→ Exercise
Extend the mailing-list thread on avoiding duplicate entries in a Solr multivalued field, beginning directly after its final line.

→ Provided text

Re: Avoiding duplicate entry for a multivalued field

Posted by Munendra S N <sn...@gmail.com>.
Srinivas,

For atomic updates, you could use add-distinct operation to avoid
duplicates -
https://lucene.apache.org/solr/guide/8_6/updating-parts-of-documents.html
This operation is available from Solr 7.3

Regards,
Munendra S N



On Thu, Oct 29, 2020 at 10:27 PM Walter Underwood <wu...@wunderwood.org>
wrote:

> Since you are already taking the performance hit of atomic updates,
> I doubt you’ll see any impact from field types or update request
> processors.
> The extra cost of atomic updates will be much greater than indexing cost.
>
> wunder
> Walter Underwood
> wunder@wunderwood.org
> http://observer.wunderwood.org/  (my blog)
>
> > On Oct 29, 2020, at 3:16 AM, Srinivas Kashyap <sr...@bamboorose.com.INVALID>
> wrote:
> >
> > Thanks Dwane,
> >
> > I have a doubt, according to the java doc, the duplicates still continue
> to exist in the field. May be during query time, the field returns only
> unique values? Am I right with my assumption?
> >
> > And also, what is the performance overhead for this UniqueFiled*Factory?
> >
> > Thanks,
> > Srinivas
> >
> > From: Dwane Hall <dw...@hotmail.com>
> > Sent: 29 October 2020 14:33
> > To: solr-user@lucene.apache.org
> > Subject: Re: Avoiding duplicate entry for a multivalued field
> >
> > Srinivas this is possible by adding an unique field update processor to
> the update processor chain you are using to perform your updates (/update,
> /update/json, /update/json/docs, .../a_custom_one)

→ Extracted entries
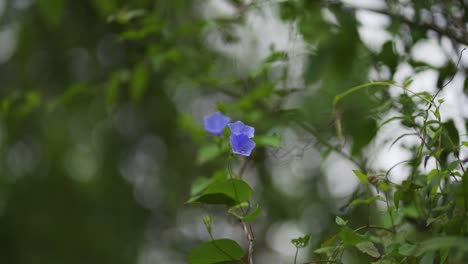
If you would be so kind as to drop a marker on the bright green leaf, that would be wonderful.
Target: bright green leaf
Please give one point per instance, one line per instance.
(361, 176)
(368, 248)
(340, 221)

→ Solved exercise
> >
> > The Java Documents explain its use nicely
> > (
> https://lucene.apache.org/solr/8_6_0//solr-core/org/apache/solr/update/processor/UniqFieldsUpdateProcessorFactory.html
> <
> https://lucene.apache.org/solr/8_6_0//solr-core/org/apache/solr/update/processor/UniqFieldsUpdateProcessorFactory.html>)
> or there are articles on stack overflow addressing this exact problem (
> https://stackoverflow.com/questions/37005747/how-to-remove-duplicates-from-multivalued-fields-in-solr#37006655
> <
> https://stackoverflow.com/questions/37005747/how-to-remove-duplicates-from-multivalued-fields-in-solr#37006655
> >)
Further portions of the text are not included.